WORK REQUIRED => Copy out every item below word for word, keeping each line unchanged and in the same order.

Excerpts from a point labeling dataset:
· · · ·

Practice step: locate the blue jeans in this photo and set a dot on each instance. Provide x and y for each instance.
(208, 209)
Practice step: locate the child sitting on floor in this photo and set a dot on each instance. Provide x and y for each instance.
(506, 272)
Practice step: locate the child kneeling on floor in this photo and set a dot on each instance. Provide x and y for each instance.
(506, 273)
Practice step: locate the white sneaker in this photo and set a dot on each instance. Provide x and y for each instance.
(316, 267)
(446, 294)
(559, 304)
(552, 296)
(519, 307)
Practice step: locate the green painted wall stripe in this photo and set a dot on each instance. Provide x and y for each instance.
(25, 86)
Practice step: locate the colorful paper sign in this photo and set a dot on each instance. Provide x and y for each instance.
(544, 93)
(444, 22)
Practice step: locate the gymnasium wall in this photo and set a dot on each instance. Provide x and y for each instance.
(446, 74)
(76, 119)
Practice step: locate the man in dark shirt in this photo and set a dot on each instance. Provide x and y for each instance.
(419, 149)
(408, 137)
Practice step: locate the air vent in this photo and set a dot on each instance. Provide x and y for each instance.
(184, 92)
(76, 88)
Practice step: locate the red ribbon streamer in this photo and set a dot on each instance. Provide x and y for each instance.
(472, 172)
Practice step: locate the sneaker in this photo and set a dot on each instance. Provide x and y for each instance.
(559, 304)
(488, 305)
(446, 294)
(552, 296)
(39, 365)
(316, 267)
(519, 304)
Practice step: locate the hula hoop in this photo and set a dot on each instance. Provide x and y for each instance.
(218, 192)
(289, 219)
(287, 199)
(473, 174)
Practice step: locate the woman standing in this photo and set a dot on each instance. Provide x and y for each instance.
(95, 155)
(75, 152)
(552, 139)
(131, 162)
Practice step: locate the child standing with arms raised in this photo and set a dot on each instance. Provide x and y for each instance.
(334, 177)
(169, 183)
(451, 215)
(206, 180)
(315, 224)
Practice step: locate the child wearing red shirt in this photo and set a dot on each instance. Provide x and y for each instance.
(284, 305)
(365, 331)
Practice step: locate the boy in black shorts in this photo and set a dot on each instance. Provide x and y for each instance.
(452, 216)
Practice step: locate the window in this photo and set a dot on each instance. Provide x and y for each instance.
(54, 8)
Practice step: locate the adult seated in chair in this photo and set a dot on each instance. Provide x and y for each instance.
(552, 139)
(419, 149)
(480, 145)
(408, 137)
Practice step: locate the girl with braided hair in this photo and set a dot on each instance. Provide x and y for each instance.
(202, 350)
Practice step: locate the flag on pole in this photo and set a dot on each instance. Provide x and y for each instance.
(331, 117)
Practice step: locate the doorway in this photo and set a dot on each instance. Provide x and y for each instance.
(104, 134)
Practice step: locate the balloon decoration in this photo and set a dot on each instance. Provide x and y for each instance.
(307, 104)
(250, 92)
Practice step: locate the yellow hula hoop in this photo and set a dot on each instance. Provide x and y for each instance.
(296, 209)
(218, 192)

· · · ·

ANSWER TO THE TASK =>
Practice step: locate the blue jeans in this photo and set a dot on each instance. Provide x and y for each instance.
(208, 209)
Practice step: locate the child sitting on floor in this photo and set a dot on each instance. Provide x and y for each instance.
(506, 272)
Practice step: locate the child kneeling on floor in this photo and set a dot on each instance. Provide x and y for each instance.
(506, 273)
Practice step: locate the white sneaker in this photo and set a dot on each instance. Provide x and y for each instance.
(316, 267)
(446, 294)
(559, 304)
(552, 296)
(519, 307)
Practice step: locate the green painted wall stripe in this photo and set a dot on each instance. Provide x and y for each instance.
(25, 86)
Practice step: locate the colorful paper sign in this photo and set a dot on each instance. Provide x and y for each instance.
(544, 93)
(444, 22)
Practice step: locate the gymnasium wall in this photo and set a dot on each instance. Provide x and y for each instance.
(446, 74)
(76, 119)
Practice step: locate the man in dark shirt in this photo and set a dot on each instance. Provide x and y for each instance.
(419, 149)
(408, 137)
Practice step: locate the air vent in this photo and set a dot on each instance. Provide x and y for each instance.
(184, 92)
(76, 88)
Practice step: locate the red ribbon streamer in this photo and set a dot on each instance. Provide x and y for each instance.
(472, 172)
Practice step: locate the sneaker in this photo and set a dot on each instance. Provide x and y for each instance.
(559, 304)
(488, 305)
(446, 294)
(552, 296)
(39, 365)
(316, 267)
(519, 304)
Practice step: locate the hula hoop in this photo and set a dot on each instance. Provide x and y for each instance.
(218, 192)
(289, 219)
(287, 199)
(473, 174)
Practice step: locate the woman standing in this photo and set a dot on each instance. Provide x and y for each instance.
(95, 155)
(75, 152)
(552, 139)
(131, 162)
Practice step: locate the child standing with arms raised in this photo and set a dot on each instance. Provide x and y for each instance.
(334, 177)
(169, 183)
(451, 215)
(206, 180)
(315, 224)
Practice step: locate the child wearing red shirt in this photo and set a dot on each instance. Provide x and y for each instance.
(284, 305)
(365, 331)
Practice step: locate the boy in black shorts in this photo and set a dot on each instance. Provide x and y for each instance.
(452, 216)
Practice step: locate the window in this photo and set a dot on each instance. Provide x and y for each instance.
(54, 8)
Practice step: locate the adult seated in chair in this photo and set a dot on each instance. Provide x and y for each instance.
(552, 139)
(419, 149)
(480, 145)
(408, 137)
Practice step: locate the girl with braided hair in this photo and set a dot on each instance. Provide x and y for each instance.
(202, 350)
Practice step: locate the flag on pole in this photo and set a dot on each instance. Provide x and y for each instance.
(331, 117)
Practice step: locate the doorway in this photo and set a dot on each instance. Provide x and y for each instance.
(104, 134)
Practice step: locate the balloon decoration in this photo and set a dot on each instance. Provide x and y for each instance.
(307, 104)
(250, 92)
Practice step: locate the yellow hula hoop in this photo and set a dot on each instance. Provide x and y for each instance.
(296, 209)
(218, 192)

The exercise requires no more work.